### Object position labeling entries
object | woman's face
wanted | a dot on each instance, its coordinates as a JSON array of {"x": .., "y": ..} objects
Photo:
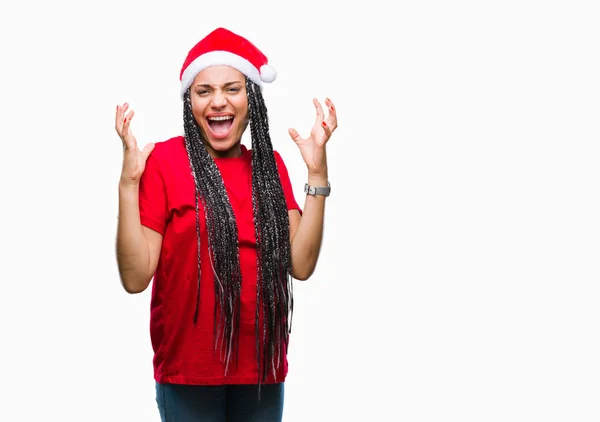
[{"x": 220, "y": 107}]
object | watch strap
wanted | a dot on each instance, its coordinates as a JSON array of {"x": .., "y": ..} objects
[{"x": 317, "y": 190}]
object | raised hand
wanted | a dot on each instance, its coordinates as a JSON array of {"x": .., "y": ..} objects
[
  {"x": 313, "y": 147},
  {"x": 134, "y": 160}
]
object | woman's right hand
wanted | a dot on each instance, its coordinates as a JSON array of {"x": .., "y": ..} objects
[{"x": 134, "y": 160}]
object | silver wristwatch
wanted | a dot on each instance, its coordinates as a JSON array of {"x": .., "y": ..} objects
[{"x": 317, "y": 190}]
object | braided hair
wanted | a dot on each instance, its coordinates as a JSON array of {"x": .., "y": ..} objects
[{"x": 274, "y": 293}]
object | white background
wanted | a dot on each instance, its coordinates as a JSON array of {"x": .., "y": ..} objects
[{"x": 459, "y": 277}]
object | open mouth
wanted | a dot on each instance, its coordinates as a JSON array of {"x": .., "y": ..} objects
[{"x": 220, "y": 125}]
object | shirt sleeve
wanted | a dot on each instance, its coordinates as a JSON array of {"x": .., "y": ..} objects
[
  {"x": 286, "y": 184},
  {"x": 153, "y": 197}
]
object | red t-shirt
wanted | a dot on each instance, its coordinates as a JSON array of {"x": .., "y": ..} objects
[{"x": 184, "y": 353}]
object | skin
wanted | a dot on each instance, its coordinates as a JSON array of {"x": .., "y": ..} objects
[{"x": 218, "y": 91}]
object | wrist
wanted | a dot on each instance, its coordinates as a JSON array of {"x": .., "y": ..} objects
[
  {"x": 128, "y": 185},
  {"x": 318, "y": 179}
]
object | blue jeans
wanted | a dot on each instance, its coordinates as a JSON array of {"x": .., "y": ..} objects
[{"x": 221, "y": 403}]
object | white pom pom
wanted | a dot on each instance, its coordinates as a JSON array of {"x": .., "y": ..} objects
[{"x": 267, "y": 73}]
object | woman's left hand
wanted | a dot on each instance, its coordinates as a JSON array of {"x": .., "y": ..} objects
[{"x": 313, "y": 147}]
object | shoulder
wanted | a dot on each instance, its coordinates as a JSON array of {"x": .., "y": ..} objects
[{"x": 168, "y": 148}]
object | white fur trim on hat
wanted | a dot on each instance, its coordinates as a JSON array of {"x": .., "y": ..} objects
[{"x": 216, "y": 58}]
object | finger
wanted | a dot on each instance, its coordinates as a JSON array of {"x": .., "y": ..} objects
[
  {"x": 320, "y": 115},
  {"x": 119, "y": 117},
  {"x": 332, "y": 119},
  {"x": 326, "y": 128},
  {"x": 295, "y": 135}
]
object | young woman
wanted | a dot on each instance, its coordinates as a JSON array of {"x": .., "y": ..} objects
[{"x": 217, "y": 227}]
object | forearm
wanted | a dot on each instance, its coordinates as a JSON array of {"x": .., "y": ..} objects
[
  {"x": 307, "y": 240},
  {"x": 133, "y": 256}
]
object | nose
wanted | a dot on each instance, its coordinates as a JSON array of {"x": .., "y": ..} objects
[{"x": 218, "y": 100}]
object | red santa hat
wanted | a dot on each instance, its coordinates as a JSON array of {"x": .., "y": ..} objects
[{"x": 223, "y": 47}]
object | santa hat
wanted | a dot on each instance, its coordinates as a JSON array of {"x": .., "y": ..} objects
[{"x": 223, "y": 47}]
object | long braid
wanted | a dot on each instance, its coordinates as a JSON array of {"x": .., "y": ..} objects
[
  {"x": 274, "y": 294},
  {"x": 222, "y": 237},
  {"x": 271, "y": 221}
]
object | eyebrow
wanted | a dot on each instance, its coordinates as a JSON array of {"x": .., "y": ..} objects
[{"x": 225, "y": 85}]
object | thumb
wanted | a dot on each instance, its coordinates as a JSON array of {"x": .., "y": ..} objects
[
  {"x": 147, "y": 150},
  {"x": 295, "y": 135}
]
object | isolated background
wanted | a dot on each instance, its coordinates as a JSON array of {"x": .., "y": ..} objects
[{"x": 459, "y": 274}]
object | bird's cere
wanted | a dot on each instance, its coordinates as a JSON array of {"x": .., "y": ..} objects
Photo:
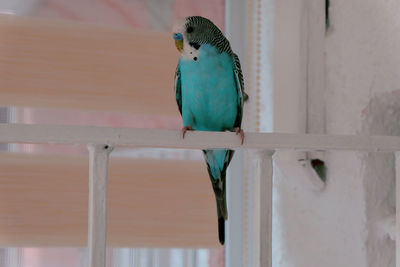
[{"x": 178, "y": 36}]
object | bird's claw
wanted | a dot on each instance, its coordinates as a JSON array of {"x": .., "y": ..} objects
[
  {"x": 185, "y": 129},
  {"x": 240, "y": 131}
]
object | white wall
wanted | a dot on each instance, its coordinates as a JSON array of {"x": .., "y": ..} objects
[{"x": 340, "y": 225}]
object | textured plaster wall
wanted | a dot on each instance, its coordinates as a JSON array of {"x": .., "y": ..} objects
[{"x": 340, "y": 225}]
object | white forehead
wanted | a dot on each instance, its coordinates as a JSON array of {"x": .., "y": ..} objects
[{"x": 179, "y": 26}]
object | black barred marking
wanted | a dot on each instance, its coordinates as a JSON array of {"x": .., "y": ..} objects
[{"x": 190, "y": 29}]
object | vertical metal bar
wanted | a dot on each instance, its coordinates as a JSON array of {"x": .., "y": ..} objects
[
  {"x": 265, "y": 172},
  {"x": 98, "y": 164},
  {"x": 397, "y": 156}
]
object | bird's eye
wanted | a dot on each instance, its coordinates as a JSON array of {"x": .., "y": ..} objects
[{"x": 190, "y": 29}]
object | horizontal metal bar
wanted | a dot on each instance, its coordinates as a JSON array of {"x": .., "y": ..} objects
[{"x": 23, "y": 133}]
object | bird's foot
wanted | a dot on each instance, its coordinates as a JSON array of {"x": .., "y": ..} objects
[
  {"x": 238, "y": 130},
  {"x": 185, "y": 129}
]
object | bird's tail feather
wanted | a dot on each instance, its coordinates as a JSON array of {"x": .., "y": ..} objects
[{"x": 218, "y": 180}]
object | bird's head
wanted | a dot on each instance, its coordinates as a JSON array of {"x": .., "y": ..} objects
[{"x": 194, "y": 31}]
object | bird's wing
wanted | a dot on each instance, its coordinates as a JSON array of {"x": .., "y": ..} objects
[
  {"x": 178, "y": 88},
  {"x": 242, "y": 96}
]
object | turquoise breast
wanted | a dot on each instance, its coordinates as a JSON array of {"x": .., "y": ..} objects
[{"x": 209, "y": 94}]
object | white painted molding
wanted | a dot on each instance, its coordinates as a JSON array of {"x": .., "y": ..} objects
[
  {"x": 24, "y": 133},
  {"x": 97, "y": 233},
  {"x": 263, "y": 250},
  {"x": 397, "y": 156}
]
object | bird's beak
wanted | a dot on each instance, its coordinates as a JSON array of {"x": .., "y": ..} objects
[{"x": 178, "y": 41}]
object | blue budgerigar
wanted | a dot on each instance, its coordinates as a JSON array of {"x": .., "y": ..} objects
[{"x": 210, "y": 95}]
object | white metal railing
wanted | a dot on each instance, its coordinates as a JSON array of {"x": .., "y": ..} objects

### Task brief
Starting with the line that contains "object | bird's foot", repeat each line through the last one exactly as it appears. Include both ends and nothing more.

### Output for this task
object | bird's foot
wanted | a dot on each instance, its coordinates as a JSON array of {"x": .., "y": ..} objects
[
  {"x": 238, "y": 130},
  {"x": 185, "y": 129}
]
object | bird's tail feather
wanted | a dot on each instance, its coordinates as a JSON array of {"x": .., "y": ..} objects
[{"x": 218, "y": 180}]
object | bird's head
wanted | a dot on each instance, its coordinates as a JSON array of {"x": .., "y": ..} objects
[{"x": 194, "y": 31}]
object | bird's wing
wanted | a dot on each instance, its coordinates as a JSON array of {"x": .., "y": ..} objects
[
  {"x": 178, "y": 88},
  {"x": 242, "y": 96}
]
object | turquoise breast
wanted | a dot on each instance, its coordinates as a JSON array of {"x": .., "y": ..} objects
[{"x": 209, "y": 94}]
object | white painted molding
wanted | a dot on each instance, its coordinates as a JSON array of {"x": .., "y": ..} objects
[
  {"x": 24, "y": 133},
  {"x": 97, "y": 233},
  {"x": 263, "y": 250},
  {"x": 397, "y": 156}
]
object | bird's beak
wanted | a dot on each instance, its coordinates as a JSON array of {"x": .., "y": ..} objects
[{"x": 178, "y": 41}]
object | blue budgerigar
wanted | a dot on each instance, its coordinates as a JSON array of {"x": .., "y": ..} objects
[{"x": 210, "y": 95}]
object | white metal railing
wanted | a dot on each instance, its coordinates as a JSON array of {"x": .., "y": ..} objects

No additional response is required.